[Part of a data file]
□ □ □ □ □

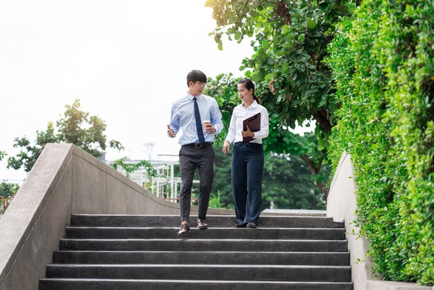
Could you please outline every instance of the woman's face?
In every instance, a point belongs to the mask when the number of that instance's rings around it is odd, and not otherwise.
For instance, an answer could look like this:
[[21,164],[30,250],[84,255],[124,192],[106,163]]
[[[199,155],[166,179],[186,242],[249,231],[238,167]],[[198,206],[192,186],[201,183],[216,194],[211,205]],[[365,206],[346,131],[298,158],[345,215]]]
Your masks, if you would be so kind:
[[245,88],[245,84],[238,84],[238,95],[243,102],[247,102],[253,99],[253,89],[248,89]]

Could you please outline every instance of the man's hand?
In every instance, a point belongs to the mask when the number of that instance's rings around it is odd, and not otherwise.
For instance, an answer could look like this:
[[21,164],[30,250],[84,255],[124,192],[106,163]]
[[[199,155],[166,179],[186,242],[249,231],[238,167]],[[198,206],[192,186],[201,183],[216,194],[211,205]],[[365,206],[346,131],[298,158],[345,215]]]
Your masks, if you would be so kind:
[[229,141],[225,140],[225,144],[223,144],[223,148],[222,149],[223,151],[223,154],[226,155],[226,152],[229,151]]
[[254,137],[254,133],[250,131],[249,126],[247,126],[247,130],[245,131],[241,131],[241,135],[243,137]]
[[214,134],[216,133],[216,128],[210,123],[205,125],[205,129],[207,134]]
[[176,134],[173,133],[173,130],[171,128],[170,125],[167,125],[167,135],[171,138],[175,138],[176,137]]

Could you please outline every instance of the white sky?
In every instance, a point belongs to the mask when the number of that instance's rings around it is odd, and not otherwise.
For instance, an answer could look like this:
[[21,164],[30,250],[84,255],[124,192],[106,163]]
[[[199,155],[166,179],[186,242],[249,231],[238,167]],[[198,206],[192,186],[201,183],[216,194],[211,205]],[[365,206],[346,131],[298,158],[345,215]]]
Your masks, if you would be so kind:
[[[177,154],[177,138],[166,130],[172,102],[186,91],[186,74],[241,76],[241,60],[252,54],[247,41],[217,49],[205,3],[1,1],[0,150],[17,153],[17,137],[33,144],[36,130],[80,99],[82,110],[106,121],[107,139],[125,147],[108,150],[106,159],[146,158],[148,142],[154,159]],[[0,162],[0,180],[25,178],[6,165]]]

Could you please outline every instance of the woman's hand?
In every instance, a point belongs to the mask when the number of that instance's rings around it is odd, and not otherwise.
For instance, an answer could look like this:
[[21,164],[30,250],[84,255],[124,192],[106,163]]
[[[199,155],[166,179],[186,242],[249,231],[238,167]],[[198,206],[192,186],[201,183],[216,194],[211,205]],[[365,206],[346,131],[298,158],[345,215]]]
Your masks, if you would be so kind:
[[223,144],[223,148],[222,149],[223,151],[223,154],[226,155],[226,152],[229,151],[229,141],[225,140],[225,144]]
[[250,131],[250,128],[247,126],[247,130],[245,131],[241,131],[241,135],[243,137],[254,137],[254,133]]

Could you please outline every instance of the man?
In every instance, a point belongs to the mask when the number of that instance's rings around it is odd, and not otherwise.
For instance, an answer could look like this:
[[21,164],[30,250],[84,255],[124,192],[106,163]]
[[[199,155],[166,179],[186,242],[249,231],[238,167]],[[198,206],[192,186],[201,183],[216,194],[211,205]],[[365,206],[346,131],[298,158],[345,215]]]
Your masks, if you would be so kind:
[[[189,91],[186,96],[172,104],[171,123],[167,134],[174,138],[180,129],[182,135],[179,143],[181,192],[180,208],[181,228],[178,235],[188,234],[190,231],[190,201],[191,186],[196,167],[199,170],[199,206],[198,228],[208,228],[206,217],[209,194],[214,182],[214,135],[223,128],[222,114],[217,102],[213,98],[202,94],[207,83],[207,76],[198,70],[187,75]],[[205,125],[202,124],[205,123]]]

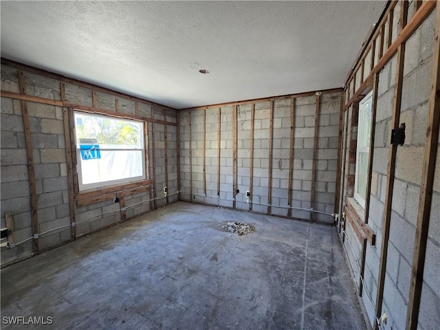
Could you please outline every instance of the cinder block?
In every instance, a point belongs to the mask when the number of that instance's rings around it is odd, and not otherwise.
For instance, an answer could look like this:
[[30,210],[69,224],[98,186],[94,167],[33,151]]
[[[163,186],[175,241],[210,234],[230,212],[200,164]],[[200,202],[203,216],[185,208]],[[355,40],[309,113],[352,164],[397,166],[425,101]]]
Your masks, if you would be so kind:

□ □ □ □ □

§ **Your objective**
Could you set down, word for word, the stretch of the rows from the line containing "Could you please outline every instance of the cinder" through the end of the rows?

§ **The output**
Could you please outline every instance of the cinder block?
In every instance, a point belongs to the mask when the number of that instance's rings around it is odd, and not otherwise.
For instance, an answer could look like this:
[[30,210],[69,224],[98,186],[94,167],[33,151]]
[[[163,186],[175,241],[210,234],[230,212],[200,164]],[[200,202],[203,216],[185,208]],[[355,40],[309,113],[352,164],[397,166],[425,101]]]
Your masks, if you would be so kind:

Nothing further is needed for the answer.